At 17, Christopher Rungkat was Indonesia’s No. 1 tennis player. He was in the top 10 of the ITF singles rankings. In 2008, he became the second Asian male player, after Japan’s Kei Nishikori, to win a junior French Open doubles title. For the south-east Asian island nation with a population of around 300 million and an abiding love for fellow racquet sport badminton, Rungkat held hope for tennis’ deliverance.
Twelve years since that promise flickered to life, Rungkat, now 30, is picking up his belated rewards. Last week, he won his first ATP tour-level title, at the Maharashtra Open in Pune, making him the first-ever Indonesian to win an ATP title. He had a run to the quarterfinals with partner Andre Goransson of Sweden at the Bengaluru Open Challenger this week, before being stalled by the Leander Paes-Mathew Ebden partnership. Having touched a career-high singles ranking of 241 in 2013, Rungkat has since been shadowed by two of the worst enemies in a professional athlete’s career – injury and financial ruin – pushing him over the edge. He almost gave up the sport, switched to doubles three years ago and has now hit the road to recovery.

#### Provided material:
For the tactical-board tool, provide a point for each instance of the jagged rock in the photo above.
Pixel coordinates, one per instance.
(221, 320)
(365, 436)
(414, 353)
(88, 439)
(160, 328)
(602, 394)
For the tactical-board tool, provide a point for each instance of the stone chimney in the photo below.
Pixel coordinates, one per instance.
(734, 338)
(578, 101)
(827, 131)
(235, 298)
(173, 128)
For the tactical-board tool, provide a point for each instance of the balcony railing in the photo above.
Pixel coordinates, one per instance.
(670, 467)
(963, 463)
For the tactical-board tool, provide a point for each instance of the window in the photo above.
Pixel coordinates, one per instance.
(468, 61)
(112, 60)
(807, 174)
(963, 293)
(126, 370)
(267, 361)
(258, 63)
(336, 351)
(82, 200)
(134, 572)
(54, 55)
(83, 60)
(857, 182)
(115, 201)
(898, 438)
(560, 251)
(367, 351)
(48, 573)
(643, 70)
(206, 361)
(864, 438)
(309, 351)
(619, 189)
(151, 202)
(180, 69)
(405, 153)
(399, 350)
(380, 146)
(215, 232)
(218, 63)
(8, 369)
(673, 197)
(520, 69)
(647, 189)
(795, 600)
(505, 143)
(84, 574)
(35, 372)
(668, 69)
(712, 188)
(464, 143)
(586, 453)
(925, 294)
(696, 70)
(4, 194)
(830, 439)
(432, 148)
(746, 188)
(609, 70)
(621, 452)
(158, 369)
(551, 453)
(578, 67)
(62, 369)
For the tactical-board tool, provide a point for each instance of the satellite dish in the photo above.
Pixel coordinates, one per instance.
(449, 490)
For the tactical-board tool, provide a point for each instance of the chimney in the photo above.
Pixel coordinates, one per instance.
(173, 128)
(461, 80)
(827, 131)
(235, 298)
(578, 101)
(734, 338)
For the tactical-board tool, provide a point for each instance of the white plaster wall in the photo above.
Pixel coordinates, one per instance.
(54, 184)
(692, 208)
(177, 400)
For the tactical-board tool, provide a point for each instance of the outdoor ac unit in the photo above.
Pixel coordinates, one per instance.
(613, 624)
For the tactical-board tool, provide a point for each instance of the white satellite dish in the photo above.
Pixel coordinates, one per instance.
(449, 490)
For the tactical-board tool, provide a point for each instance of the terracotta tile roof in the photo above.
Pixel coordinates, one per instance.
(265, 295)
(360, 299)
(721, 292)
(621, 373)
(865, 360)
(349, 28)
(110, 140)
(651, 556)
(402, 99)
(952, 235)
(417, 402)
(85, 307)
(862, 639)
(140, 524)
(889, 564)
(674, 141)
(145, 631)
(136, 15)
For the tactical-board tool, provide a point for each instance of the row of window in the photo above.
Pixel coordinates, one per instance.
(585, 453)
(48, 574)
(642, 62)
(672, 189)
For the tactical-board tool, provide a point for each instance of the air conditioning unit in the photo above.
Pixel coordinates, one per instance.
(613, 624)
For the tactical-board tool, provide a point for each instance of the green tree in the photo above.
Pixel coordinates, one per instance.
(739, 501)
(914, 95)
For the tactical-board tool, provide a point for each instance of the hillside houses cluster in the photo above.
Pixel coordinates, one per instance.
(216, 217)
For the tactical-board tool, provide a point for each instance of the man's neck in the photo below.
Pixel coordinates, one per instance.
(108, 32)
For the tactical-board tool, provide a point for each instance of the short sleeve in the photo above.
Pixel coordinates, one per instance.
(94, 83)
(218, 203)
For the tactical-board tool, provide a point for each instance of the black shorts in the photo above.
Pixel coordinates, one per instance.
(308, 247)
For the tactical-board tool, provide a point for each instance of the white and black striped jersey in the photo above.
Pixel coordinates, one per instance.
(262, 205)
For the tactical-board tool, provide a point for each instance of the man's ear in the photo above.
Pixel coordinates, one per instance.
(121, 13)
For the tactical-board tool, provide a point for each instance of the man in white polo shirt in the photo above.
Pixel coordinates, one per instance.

#### What is asked:
1) List every person named in the passage about the tennis player.
2) Retype the tennis passage from "Twelve years since" to "road to recovery.".

#### The results:
1)
Christopher Rungkat
Kei Nishikori
Andre Goransson
Leander Paes
Mathew Ebden

2)
Twelve years since that promise flickered to life, Rungkat, now 30, is picking up his belated rewards. Last week, he won his first ATP tour-level title, at the Maharashtra Open in Pune, making him the first-ever Indonesian to win an ATP title. He had a run to the quarterfinals with partner Andre Goransson of Sweden at the Bengaluru Open Challenger this week, before being stalled by the Leander Paes-Mathew Ebden partnership. Having touched a career-high singles ranking of 241 in 2013, Rungkat has since been shadowed by two of the worst enemies in a professional athlete’s career – injury and financial ruin – pushing him over the edge. He almost gave up the sport, switched to doubles three years ago and has now hit the road to recovery.